# Start of Source extract

But Hans Eichel, the German finance minister, claimed on Tuesday (20 January) in Brussels that three other member states are considering lending support to the net payers' campaign.

Eichel said Italy, Ireland and Slovenia could join forces with the six to fight for a budget cap. Diplomats suggested that the group could grow to ten member states, as Finland would support it too.

A German official explained that more member states realized that they may become net contributors to the EU budget after 2007. "Ireland, for instance, because of the "statistical effect" of enlargement, could soon be a net payer. The same is true of Italy," he said.

The EU's present poorer states, such as Greece, Portugal and Ireland, will appear richer after the accession of even poorer countries from central and eastern Europe, as the accession of the poorer states will bring the average wealth down across the European Union.

But the German official warned that even the new member states should think twice about a big budget.

"They should realize that if the EU budget is bigger, it does not only mean that they will get more money, but also that they will pay more to the European Union's coffers.

# End of Source extract
# Start of Supplied records

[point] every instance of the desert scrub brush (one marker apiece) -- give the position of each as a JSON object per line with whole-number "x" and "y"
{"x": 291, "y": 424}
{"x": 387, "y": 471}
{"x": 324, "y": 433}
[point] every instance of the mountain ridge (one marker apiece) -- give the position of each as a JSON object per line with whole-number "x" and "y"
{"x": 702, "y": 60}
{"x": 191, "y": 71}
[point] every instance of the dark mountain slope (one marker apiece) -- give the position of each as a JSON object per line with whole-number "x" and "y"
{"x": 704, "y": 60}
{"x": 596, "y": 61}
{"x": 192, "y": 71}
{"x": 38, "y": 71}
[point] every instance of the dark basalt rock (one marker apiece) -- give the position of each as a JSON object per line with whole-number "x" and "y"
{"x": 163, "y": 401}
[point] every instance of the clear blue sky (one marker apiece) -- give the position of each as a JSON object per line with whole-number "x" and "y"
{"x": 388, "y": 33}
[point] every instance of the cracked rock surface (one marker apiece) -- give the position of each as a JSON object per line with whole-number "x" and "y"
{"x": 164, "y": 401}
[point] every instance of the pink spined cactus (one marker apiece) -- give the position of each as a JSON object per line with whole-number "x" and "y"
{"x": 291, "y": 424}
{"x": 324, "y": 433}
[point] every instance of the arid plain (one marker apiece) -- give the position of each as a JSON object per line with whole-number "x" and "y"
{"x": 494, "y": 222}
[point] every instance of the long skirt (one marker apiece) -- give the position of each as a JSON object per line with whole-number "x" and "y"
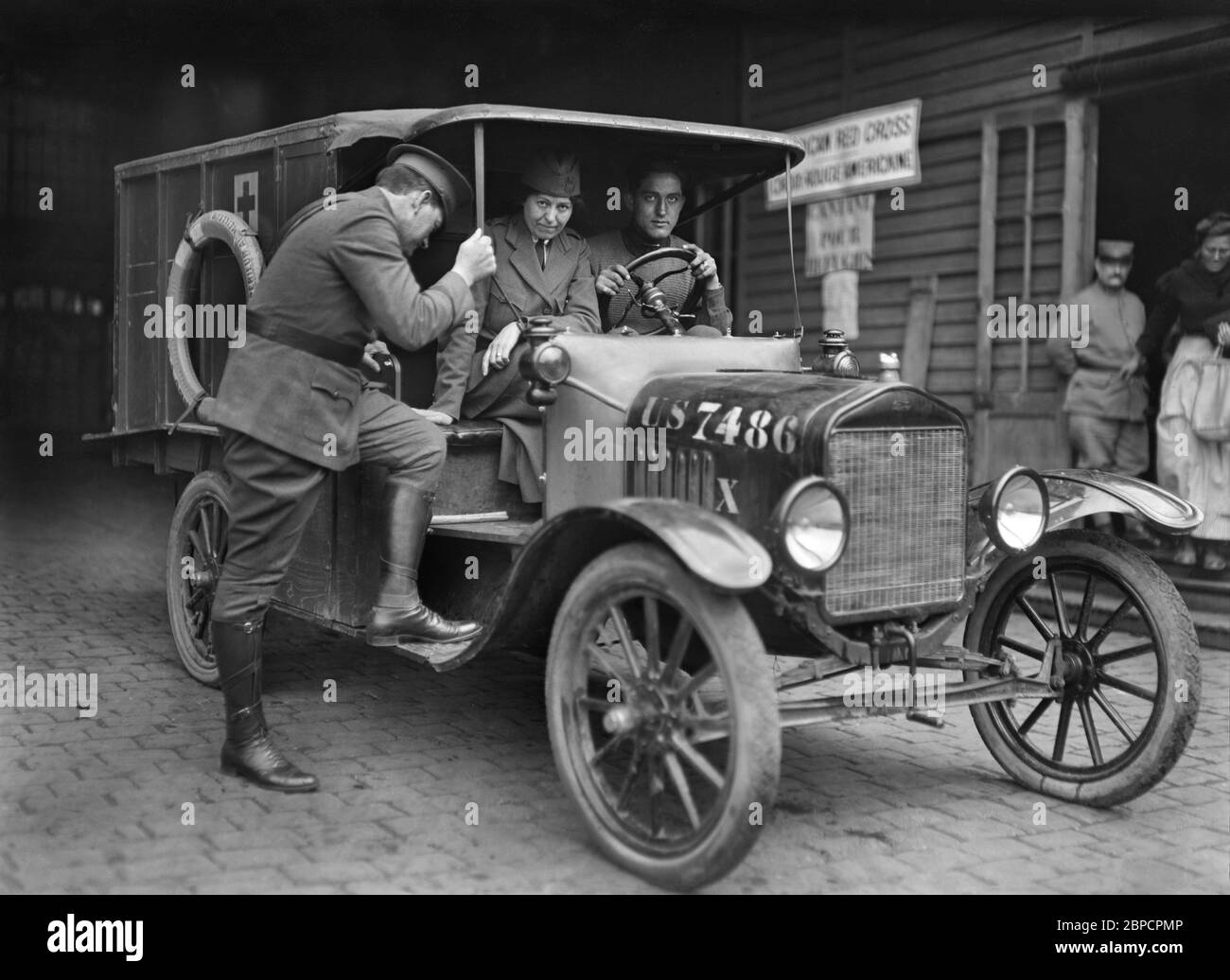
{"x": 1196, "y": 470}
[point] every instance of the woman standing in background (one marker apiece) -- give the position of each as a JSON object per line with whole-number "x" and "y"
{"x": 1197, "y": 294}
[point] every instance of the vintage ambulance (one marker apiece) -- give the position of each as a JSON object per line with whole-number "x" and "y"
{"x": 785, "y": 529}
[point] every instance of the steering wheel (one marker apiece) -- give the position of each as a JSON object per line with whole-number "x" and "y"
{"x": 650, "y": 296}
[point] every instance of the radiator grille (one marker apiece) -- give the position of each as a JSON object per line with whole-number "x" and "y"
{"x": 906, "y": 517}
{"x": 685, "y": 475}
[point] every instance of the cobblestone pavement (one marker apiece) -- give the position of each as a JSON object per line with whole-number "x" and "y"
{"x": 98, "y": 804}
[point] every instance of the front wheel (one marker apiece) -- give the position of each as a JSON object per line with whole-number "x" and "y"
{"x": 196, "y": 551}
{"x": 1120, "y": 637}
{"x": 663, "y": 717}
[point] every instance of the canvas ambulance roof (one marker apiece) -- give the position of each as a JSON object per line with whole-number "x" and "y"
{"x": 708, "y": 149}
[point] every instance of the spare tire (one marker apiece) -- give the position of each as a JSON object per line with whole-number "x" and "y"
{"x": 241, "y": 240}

# End of Supplied records

- **Your objective**
According to the passage on the EU budget, which three member states did Hans Eichel say could join the six in fighting for a budget cap?

- **Result of the exercise**
Italy, Ireland and Slovenia.